__Текст документа__.

———

Бытует такое мнение, что алкоголики бывают разные. Одно дело - быдло в спальных микрорайонах, всякий там полууголовный элемент. И совсем другое - люди творческие, ищущие, горящие. Они без вина, как всем известно, не могут. Бодлер, Хайям, Эдгар По. Блок. «Пускай я умру под забором, как пес» - как скажешь… Что далеко ходить. Хороший писатель Владимир Крупин сказал как-то - не будь пьянства, не знаю, как бы я выжил в застойное время. Люди уходили в алкоголизм как в эмиграцию. Только из эмиграции, как оказалось, вернуться все-таки проще. Алкоголизм в русской литературе - вообще традиция. Поэты пили все поголовно (ну за исключением разве что Пушкина, который и в этом отношении был трезвее многих), Грибоедов к 16 годам уже спился, его и в Тегеран-то отправили, дабы избавить от влияния дружков-собутыльников. Радикальный оказался метод: Грибоедов остроумно пошутил над каким-то местным неприятным типом, а его взяли и зарезали. Вы перечитайте «Горе от ума» - это типичное восприятие жизни алкоголиком. «Шел в комнату - попал в другую».

———

__Письменные задания__.
1. К какому возрасту Грибоедов, судя по тексту о пьянстве в литературе, уже спился?
2. Переведите на английский фразу из текста о пьянстве в литературе: «Люди уходили в алкоголизм как в эмиграцию».
3. Продолжите текст о пьянстве в литературе, начав сразу после его последней фразы.
Записи здесь ни при чем.

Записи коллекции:
———

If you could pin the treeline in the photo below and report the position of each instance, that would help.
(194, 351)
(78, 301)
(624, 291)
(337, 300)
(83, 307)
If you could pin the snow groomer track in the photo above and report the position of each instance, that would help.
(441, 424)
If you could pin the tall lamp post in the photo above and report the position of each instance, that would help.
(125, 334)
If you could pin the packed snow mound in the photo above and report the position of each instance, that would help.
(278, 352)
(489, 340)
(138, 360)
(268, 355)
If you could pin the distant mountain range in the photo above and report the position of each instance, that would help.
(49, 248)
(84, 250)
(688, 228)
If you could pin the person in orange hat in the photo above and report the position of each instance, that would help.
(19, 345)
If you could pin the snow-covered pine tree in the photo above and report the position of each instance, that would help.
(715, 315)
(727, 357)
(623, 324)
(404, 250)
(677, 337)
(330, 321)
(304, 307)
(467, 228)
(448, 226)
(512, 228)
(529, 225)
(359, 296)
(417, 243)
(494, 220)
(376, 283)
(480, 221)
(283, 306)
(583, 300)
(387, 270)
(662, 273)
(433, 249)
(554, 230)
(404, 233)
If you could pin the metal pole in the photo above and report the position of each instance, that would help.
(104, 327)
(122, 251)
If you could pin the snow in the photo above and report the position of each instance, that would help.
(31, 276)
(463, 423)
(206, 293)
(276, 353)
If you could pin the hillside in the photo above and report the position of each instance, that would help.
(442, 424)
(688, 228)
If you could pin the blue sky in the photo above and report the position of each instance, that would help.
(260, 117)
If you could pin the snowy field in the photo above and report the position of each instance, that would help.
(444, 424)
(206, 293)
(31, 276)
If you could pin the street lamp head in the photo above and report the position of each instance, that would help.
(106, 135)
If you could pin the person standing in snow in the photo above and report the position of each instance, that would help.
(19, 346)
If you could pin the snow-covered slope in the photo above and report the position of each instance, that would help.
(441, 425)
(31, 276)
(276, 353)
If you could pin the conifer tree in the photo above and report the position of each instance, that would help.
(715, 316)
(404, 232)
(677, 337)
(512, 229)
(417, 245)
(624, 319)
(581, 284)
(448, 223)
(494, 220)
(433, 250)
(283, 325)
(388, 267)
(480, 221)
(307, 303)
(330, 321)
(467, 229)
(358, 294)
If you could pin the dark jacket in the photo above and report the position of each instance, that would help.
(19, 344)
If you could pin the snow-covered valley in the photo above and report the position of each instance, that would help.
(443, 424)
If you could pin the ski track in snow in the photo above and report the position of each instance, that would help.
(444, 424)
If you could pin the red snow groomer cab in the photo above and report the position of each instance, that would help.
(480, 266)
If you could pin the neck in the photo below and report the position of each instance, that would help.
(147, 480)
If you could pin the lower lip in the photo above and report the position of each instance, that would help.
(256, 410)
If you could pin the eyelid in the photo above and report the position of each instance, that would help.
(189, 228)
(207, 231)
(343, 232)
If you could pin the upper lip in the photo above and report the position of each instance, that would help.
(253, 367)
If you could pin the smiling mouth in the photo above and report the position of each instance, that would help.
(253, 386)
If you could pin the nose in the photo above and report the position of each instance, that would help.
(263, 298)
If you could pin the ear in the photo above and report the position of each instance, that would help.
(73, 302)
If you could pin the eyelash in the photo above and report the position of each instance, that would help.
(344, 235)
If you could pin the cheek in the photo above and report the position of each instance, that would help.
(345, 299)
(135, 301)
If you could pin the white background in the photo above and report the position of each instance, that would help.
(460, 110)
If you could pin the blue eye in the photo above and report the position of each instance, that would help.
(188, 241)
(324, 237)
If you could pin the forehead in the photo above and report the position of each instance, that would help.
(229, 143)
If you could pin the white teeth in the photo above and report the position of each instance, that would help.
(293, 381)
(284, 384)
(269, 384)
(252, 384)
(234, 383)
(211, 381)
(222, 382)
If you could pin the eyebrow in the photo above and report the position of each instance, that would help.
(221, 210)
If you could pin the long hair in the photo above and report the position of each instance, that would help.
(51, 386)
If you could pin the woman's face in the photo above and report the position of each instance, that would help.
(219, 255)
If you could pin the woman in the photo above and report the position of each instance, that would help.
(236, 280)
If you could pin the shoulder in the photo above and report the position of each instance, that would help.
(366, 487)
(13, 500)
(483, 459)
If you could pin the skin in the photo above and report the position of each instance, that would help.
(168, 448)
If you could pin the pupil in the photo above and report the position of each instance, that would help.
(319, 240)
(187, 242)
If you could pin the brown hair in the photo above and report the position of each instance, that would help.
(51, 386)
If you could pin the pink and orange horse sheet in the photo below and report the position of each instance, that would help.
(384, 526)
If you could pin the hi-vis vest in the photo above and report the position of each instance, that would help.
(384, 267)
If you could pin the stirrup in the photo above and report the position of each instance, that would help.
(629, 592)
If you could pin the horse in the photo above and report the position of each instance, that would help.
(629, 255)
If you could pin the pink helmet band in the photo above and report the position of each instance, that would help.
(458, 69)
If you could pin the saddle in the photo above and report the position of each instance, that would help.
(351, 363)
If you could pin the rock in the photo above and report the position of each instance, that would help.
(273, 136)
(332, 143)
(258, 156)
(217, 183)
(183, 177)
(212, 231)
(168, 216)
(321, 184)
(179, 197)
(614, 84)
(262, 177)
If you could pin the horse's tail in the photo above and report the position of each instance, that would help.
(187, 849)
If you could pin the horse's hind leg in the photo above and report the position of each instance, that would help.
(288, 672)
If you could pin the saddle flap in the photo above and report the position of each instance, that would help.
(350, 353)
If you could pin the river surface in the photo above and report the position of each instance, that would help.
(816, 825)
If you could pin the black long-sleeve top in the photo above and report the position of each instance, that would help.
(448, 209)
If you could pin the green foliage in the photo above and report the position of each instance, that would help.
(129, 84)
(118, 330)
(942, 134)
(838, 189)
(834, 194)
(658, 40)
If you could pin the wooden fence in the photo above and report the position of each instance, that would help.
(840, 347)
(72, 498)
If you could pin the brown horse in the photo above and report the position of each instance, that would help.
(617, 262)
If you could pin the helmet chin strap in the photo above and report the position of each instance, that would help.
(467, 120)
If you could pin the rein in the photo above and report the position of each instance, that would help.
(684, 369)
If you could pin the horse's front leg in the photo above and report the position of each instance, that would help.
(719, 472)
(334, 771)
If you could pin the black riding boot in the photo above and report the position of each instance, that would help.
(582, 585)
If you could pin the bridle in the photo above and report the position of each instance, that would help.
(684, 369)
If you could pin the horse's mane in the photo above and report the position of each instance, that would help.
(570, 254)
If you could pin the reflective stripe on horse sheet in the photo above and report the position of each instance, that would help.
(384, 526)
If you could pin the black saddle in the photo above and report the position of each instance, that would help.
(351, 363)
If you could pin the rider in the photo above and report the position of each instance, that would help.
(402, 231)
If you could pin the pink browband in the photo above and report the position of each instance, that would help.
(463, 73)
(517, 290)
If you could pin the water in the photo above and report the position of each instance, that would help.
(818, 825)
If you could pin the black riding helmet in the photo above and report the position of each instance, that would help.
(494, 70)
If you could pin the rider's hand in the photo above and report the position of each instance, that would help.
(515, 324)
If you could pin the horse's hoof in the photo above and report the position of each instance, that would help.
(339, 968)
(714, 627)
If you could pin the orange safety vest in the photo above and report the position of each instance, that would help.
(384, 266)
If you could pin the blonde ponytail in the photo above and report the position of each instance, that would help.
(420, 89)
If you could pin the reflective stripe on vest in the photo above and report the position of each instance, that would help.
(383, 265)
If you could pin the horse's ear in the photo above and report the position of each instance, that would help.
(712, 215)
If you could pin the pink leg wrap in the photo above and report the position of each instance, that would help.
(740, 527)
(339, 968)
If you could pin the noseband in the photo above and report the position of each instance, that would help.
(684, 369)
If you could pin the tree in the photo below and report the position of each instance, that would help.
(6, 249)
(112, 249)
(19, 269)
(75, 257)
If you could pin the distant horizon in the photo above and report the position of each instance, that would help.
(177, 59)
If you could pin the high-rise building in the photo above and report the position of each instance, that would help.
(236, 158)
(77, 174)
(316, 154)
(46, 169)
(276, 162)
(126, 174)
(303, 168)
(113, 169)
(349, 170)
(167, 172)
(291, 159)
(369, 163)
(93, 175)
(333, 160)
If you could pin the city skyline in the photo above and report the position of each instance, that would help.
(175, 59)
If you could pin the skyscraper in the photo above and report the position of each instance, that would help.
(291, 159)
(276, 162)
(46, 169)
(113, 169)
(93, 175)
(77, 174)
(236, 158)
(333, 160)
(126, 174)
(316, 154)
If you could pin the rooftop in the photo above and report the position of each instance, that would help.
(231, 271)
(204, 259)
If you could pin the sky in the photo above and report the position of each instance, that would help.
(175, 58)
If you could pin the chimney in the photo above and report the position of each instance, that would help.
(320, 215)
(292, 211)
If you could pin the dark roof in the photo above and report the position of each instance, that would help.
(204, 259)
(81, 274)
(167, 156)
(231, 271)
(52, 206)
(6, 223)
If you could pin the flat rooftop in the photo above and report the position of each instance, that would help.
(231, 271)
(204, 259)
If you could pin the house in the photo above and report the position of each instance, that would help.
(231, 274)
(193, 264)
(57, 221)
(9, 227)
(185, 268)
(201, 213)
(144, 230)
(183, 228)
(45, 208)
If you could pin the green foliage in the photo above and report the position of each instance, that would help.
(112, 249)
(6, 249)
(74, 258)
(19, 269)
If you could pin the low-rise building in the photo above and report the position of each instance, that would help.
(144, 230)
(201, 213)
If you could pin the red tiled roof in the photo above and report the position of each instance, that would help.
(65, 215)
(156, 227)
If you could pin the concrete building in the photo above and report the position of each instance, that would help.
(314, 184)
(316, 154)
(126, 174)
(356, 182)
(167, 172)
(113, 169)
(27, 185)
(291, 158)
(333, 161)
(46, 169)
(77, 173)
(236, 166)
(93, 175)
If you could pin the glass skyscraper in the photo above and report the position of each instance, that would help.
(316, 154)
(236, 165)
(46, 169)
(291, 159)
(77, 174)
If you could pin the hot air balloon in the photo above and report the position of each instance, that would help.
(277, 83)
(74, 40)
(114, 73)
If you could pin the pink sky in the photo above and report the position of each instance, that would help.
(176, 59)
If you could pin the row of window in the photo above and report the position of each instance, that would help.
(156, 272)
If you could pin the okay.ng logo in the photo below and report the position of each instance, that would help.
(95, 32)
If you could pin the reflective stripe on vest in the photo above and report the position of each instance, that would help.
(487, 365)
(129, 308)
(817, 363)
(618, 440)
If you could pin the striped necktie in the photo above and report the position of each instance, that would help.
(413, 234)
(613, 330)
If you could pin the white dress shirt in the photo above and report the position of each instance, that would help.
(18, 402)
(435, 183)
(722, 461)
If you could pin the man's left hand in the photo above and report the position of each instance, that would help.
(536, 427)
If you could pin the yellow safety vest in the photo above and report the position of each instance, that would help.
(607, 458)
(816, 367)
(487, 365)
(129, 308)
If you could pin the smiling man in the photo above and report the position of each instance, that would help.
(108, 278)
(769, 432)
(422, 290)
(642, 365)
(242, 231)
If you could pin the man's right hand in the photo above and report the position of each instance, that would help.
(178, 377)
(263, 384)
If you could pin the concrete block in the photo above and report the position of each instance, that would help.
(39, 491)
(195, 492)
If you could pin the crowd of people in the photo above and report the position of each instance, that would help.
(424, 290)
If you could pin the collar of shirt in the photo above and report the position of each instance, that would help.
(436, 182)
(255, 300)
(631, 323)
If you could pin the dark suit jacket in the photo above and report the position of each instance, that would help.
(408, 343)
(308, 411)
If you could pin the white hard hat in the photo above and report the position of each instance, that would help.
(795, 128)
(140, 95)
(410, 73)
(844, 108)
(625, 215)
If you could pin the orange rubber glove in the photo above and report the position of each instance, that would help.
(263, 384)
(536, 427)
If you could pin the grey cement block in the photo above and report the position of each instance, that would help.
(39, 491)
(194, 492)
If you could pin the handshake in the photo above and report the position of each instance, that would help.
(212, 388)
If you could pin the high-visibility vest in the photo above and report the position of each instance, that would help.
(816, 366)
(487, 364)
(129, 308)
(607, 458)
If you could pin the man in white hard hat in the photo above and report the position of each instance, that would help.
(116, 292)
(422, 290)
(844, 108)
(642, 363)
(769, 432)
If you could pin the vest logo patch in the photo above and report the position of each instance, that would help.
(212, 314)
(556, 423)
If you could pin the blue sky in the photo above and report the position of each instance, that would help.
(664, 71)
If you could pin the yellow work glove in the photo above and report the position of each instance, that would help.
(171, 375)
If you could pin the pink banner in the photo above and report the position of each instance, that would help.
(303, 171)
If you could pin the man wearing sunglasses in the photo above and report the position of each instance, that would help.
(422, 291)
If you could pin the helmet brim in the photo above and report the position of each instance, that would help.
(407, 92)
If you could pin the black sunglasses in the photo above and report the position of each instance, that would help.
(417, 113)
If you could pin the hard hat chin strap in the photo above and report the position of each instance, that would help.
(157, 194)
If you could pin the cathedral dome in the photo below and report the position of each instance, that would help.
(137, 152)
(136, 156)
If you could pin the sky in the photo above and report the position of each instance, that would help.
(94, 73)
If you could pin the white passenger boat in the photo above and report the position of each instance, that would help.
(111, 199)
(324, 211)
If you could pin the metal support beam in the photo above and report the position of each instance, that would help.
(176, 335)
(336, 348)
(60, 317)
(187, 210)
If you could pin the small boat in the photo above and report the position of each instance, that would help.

———

__Ожидаемые ответы__.
1. К 16 годам.

2. People escaped into alcoholism as if into emigration.

3.
Николай Рубцов, замечательный поэт и алкоголик, которого совершенно буднично зарубила топором сожительница (по пьянке): «чьи-то дети плакали. Где-то финки звякали… Эх, сивуха сивая! Жизнь была… красивая». Как в кино. Стакан водки как символ чистоты. Русские после первой не закусывают. Да ведь эту «первую» еще достать надо. Незаметно подкралась перестройка. Вчерашние клерки из КБ, какие-то штафирки, мелочь пузатая, становились общественными фигурами, собирали толпы, штурмовали Кремль. А мы штурмовали винный прилавок, впечатавшись ребрами в чугунные решетки, защищавшие продавщиц от нас, осатанелых искателей любви и счастья в одном флаконе. «Обними меня за плечи, пожалей меня за ордена…»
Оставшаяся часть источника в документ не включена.